*** Opening Provided entries ***

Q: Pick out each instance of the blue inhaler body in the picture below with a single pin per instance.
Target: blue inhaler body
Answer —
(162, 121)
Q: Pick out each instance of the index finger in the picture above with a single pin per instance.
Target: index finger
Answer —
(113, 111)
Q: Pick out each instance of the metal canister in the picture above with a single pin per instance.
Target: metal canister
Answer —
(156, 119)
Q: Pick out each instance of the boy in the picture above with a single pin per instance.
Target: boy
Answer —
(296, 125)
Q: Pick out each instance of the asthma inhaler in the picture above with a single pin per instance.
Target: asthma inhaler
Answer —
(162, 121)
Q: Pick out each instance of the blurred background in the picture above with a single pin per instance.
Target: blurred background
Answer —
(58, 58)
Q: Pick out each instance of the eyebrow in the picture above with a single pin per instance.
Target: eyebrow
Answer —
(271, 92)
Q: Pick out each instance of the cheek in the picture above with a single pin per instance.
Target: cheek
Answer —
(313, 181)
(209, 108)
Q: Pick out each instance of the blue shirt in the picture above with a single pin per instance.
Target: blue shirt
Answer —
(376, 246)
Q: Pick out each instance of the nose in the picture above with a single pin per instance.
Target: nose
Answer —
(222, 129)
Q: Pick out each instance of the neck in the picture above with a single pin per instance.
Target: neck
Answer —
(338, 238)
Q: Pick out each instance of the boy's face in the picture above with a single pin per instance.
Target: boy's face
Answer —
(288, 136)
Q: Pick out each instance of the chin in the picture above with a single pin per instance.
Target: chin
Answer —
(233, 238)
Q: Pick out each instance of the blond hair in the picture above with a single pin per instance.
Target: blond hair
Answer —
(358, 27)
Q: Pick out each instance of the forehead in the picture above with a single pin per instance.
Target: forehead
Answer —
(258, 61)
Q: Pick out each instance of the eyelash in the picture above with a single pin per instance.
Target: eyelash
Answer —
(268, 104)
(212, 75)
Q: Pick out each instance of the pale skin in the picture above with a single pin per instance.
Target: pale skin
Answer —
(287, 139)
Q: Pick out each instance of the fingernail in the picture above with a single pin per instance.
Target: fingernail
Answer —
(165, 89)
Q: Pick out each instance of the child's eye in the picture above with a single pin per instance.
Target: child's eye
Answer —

*** Closing Provided entries ***

Prompt >> The word to look for is "neck"; copy out every line of the entries that holds it.

Response to this exercise >>
Q: Pick out each instance of the neck in the picture above with a single pin per instance.
Target: neck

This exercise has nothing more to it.